• What needs to be done
Only the lines below from the one containing "hey so can you find the croissant in" through the one containing "hey so can you find the azerbaijan" belong in the answer, repeated exactly and without pictures.

• Supplied entries
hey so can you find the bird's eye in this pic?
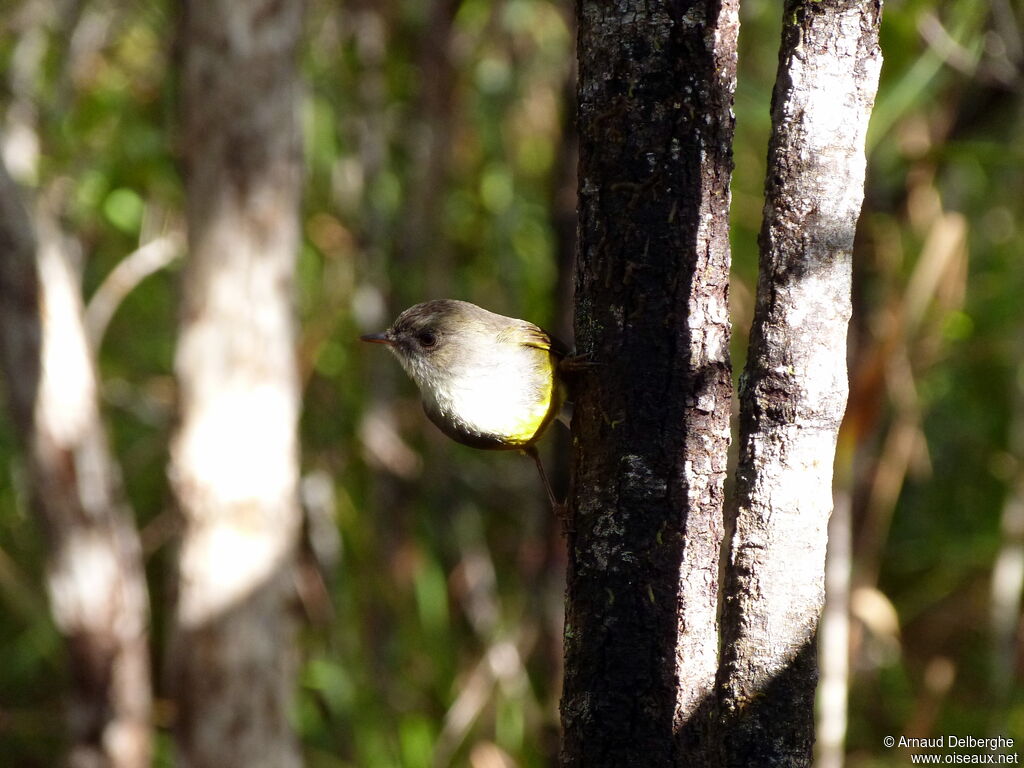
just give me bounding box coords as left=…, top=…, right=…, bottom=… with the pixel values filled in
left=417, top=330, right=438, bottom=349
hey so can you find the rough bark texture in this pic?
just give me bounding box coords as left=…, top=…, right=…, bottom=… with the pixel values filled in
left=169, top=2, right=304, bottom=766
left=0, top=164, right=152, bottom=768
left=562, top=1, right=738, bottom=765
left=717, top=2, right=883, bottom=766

* * *

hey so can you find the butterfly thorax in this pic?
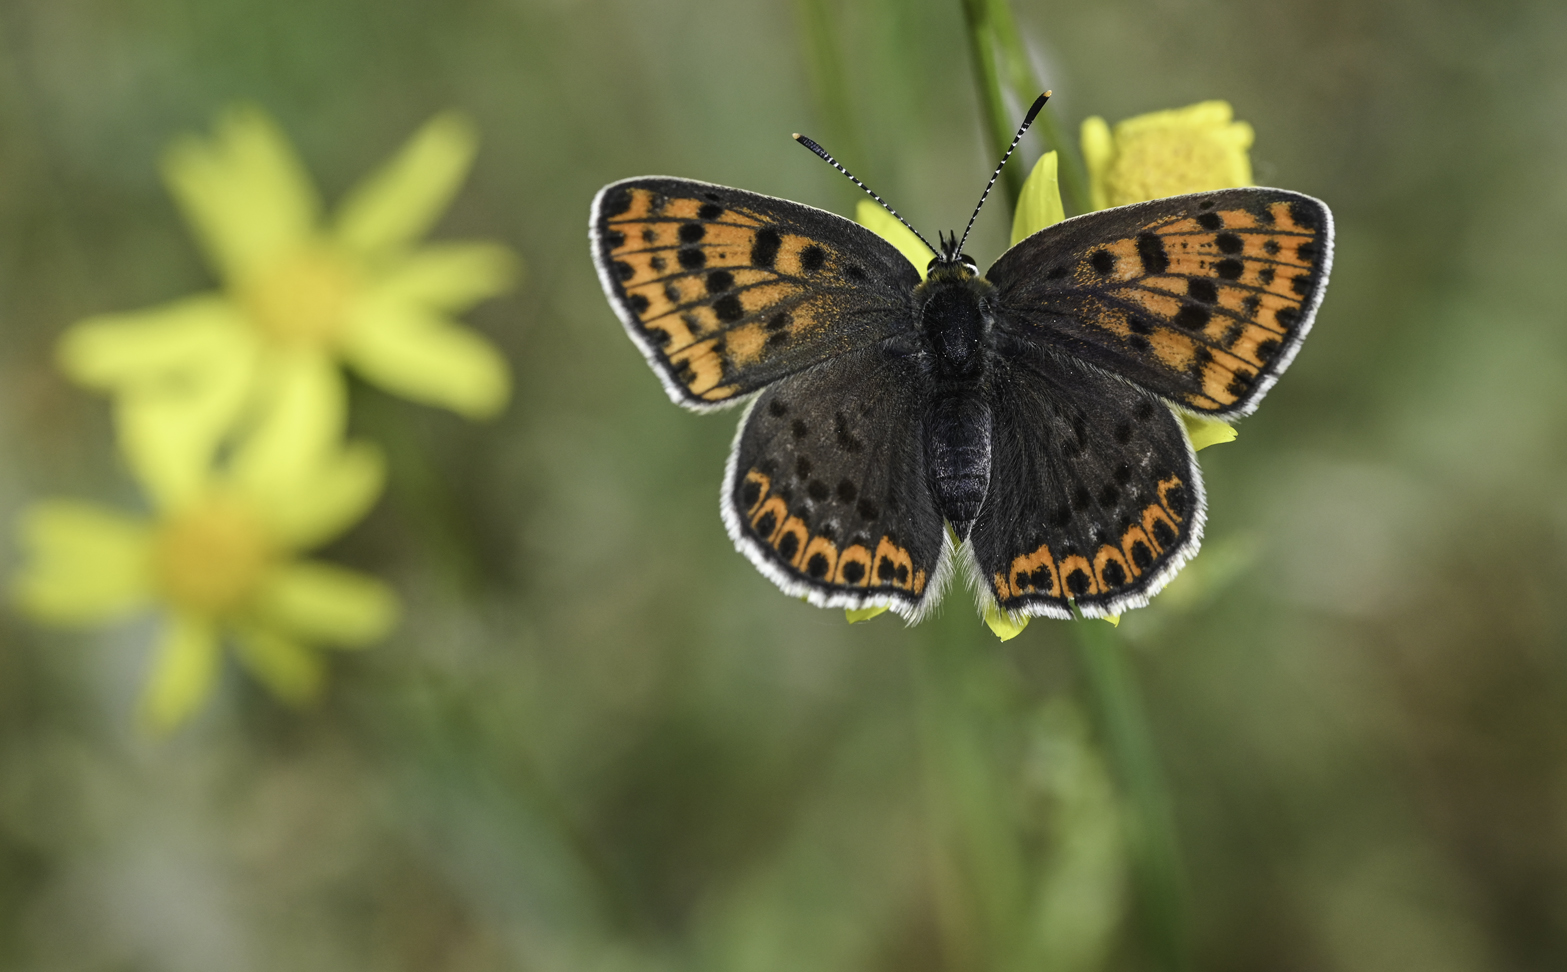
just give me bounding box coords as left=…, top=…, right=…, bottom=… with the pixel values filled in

==

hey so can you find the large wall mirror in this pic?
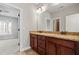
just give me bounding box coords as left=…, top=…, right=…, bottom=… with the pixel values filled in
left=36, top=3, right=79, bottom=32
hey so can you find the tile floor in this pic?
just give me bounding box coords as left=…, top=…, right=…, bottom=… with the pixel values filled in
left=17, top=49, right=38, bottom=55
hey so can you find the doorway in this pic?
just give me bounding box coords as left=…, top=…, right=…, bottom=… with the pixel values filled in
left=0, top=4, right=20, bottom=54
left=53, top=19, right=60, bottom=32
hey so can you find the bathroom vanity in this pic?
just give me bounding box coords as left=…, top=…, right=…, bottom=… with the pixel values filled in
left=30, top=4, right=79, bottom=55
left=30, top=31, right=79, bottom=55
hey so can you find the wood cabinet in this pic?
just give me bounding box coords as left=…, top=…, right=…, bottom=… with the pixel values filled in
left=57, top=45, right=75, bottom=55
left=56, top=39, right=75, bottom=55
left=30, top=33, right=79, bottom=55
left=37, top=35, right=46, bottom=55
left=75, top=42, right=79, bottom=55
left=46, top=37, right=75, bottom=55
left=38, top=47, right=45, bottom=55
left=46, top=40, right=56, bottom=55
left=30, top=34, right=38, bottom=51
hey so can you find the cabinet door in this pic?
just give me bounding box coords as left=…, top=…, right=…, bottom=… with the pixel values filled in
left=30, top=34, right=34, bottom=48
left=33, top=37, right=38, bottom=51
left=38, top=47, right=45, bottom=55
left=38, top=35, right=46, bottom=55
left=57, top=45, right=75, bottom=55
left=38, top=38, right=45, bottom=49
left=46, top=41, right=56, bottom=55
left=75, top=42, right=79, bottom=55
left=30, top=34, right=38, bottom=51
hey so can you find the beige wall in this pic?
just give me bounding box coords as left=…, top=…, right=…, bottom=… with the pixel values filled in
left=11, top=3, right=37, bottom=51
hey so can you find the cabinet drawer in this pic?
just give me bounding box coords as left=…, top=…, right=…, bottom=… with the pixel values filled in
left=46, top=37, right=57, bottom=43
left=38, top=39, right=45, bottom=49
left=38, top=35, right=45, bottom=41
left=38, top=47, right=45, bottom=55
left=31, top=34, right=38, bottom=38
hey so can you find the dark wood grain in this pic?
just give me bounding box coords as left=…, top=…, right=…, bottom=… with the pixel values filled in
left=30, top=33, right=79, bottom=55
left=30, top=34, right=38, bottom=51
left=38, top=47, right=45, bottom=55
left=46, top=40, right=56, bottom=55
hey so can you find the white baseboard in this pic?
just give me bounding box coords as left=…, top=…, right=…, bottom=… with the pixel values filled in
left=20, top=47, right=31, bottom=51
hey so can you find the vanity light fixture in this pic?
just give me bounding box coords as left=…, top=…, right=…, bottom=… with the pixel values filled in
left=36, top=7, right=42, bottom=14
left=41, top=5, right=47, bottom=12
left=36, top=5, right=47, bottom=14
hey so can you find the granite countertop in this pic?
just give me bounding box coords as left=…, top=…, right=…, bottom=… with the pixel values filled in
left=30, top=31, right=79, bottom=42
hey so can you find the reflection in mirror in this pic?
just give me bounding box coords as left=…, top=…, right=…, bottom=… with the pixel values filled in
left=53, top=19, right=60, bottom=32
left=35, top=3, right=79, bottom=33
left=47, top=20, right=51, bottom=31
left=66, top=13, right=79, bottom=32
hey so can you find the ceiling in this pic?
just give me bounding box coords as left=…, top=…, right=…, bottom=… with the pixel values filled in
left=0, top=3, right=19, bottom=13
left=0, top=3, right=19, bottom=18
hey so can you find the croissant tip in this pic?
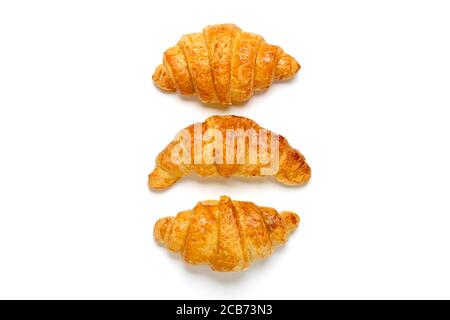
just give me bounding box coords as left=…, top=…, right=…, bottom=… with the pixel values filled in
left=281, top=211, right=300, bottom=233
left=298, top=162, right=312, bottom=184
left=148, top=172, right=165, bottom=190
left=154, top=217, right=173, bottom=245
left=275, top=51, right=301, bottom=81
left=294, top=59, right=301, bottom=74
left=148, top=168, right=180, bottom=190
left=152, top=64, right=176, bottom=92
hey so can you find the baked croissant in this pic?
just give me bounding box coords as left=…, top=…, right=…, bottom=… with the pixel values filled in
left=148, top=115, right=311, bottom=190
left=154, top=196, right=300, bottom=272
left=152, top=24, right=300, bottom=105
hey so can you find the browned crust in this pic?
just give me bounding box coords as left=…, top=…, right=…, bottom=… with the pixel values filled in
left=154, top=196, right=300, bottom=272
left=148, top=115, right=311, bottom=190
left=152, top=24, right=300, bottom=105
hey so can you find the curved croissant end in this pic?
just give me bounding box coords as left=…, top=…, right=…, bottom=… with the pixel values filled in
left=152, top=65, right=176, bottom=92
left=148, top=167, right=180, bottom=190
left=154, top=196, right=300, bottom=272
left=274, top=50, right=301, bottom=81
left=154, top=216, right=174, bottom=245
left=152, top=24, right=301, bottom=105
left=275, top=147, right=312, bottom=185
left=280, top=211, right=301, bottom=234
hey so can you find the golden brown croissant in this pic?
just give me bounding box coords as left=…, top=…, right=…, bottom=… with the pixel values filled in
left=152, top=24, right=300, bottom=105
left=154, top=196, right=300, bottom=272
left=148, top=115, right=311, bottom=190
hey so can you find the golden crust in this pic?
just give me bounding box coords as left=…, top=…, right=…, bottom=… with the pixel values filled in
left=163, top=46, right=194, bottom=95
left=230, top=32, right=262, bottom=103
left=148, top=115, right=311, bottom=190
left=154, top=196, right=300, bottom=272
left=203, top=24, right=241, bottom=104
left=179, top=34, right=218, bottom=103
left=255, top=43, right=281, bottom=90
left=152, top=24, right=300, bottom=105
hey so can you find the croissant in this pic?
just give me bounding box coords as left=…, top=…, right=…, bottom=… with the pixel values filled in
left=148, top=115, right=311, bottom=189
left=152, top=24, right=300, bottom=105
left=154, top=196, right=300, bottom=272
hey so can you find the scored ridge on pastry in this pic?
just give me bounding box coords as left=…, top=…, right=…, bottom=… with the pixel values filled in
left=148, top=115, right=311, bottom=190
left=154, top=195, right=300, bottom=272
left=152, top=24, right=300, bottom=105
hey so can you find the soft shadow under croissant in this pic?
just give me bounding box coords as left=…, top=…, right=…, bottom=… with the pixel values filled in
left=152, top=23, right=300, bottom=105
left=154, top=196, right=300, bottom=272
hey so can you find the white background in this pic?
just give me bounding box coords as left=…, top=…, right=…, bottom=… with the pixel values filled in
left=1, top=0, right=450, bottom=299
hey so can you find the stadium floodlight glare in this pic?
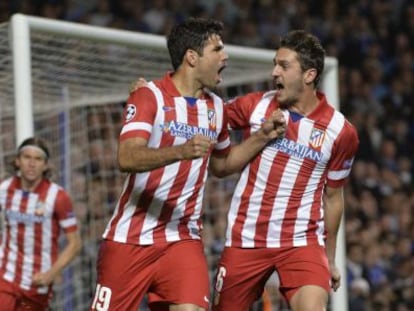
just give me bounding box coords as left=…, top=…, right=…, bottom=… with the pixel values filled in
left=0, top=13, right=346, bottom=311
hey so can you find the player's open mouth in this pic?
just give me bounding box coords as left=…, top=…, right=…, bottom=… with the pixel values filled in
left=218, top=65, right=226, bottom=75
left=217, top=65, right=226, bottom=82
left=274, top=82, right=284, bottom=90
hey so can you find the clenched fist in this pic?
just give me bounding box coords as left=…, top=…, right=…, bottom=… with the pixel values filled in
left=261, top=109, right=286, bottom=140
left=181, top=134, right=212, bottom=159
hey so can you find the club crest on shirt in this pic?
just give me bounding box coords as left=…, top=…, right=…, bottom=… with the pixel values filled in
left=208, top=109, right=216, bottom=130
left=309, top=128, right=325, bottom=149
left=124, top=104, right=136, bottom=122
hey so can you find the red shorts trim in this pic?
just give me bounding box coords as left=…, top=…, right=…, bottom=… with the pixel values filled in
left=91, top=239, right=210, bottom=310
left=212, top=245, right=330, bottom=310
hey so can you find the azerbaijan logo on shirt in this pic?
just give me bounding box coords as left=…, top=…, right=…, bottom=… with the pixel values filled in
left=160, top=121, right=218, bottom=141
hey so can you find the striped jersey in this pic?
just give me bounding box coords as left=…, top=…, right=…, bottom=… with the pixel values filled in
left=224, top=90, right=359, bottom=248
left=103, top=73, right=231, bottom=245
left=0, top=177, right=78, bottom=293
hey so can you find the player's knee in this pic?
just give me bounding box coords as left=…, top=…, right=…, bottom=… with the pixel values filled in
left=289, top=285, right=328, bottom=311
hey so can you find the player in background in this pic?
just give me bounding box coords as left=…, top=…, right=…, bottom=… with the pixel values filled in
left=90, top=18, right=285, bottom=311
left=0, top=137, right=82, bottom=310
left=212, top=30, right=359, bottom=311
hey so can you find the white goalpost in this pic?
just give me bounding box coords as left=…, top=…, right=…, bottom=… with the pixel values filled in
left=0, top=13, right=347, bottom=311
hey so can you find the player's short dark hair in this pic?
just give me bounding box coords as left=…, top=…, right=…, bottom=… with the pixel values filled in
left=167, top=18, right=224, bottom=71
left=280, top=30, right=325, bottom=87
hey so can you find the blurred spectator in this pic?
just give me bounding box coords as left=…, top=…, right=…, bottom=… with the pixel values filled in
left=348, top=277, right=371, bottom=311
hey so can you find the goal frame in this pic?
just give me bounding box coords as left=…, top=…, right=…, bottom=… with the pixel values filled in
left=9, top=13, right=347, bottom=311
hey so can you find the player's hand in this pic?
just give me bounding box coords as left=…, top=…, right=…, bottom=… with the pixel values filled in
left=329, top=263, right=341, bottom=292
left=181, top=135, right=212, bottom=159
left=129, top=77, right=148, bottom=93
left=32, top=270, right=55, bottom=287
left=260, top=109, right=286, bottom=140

• Exercise result
hey so can you find the croissant in this pic?
just give me bounding box coords as left=…, top=…, right=…, bottom=… with the pixel values filled in
left=148, top=115, right=311, bottom=189
left=152, top=24, right=300, bottom=105
left=154, top=196, right=300, bottom=272
hey so can you find the scored ridge on pastry in this pic?
just give me bounding box coords as left=…, top=…, right=…, bottom=… with the pixel values filled in
left=148, top=115, right=311, bottom=190
left=154, top=195, right=300, bottom=272
left=152, top=24, right=300, bottom=105
hey so can you find the soft shadow under croissant in this pic?
just give me bounding box coords as left=…, top=…, right=…, bottom=… with the pixel values filled in
left=152, top=23, right=300, bottom=105
left=154, top=196, right=300, bottom=272
hey so can you find the white background in this pic?
just give me bounding box coords as left=…, top=…, right=…, bottom=… with the pixel values filled in
left=1, top=0, right=450, bottom=299
hey so can you find the stadium floodlight glare in this pic?
just give me bounding box coords as left=…, top=…, right=…, bottom=… with the pixel values filled in
left=0, top=13, right=346, bottom=311
hey so can you find the player's open mouth in this pic?
just give me bounding box coords as left=…, top=…, right=…, bottom=… with the pixel values filled in
left=218, top=65, right=226, bottom=75
left=217, top=65, right=226, bottom=82
left=274, top=82, right=284, bottom=90
hey so can you find the clenched fist in this pic?
just give me bounding box coords as left=…, top=…, right=…, bottom=… with the pixel values filled in
left=261, top=109, right=286, bottom=140
left=181, top=134, right=212, bottom=159
hey so can you find the club crest on shirt in this pic?
just give me bounding box coords as left=…, top=…, right=…, bottom=… with the pixel values filled in
left=208, top=109, right=216, bottom=130
left=309, top=128, right=325, bottom=149
left=124, top=104, right=136, bottom=122
hey so can you find the red shorts trim in this pic?
just give me bounding box coords as left=…, top=…, right=…, bottom=… with the pixel values filled in
left=91, top=239, right=210, bottom=310
left=212, top=245, right=330, bottom=310
hey so can you find the azerbaijan logo on shirt in this pic?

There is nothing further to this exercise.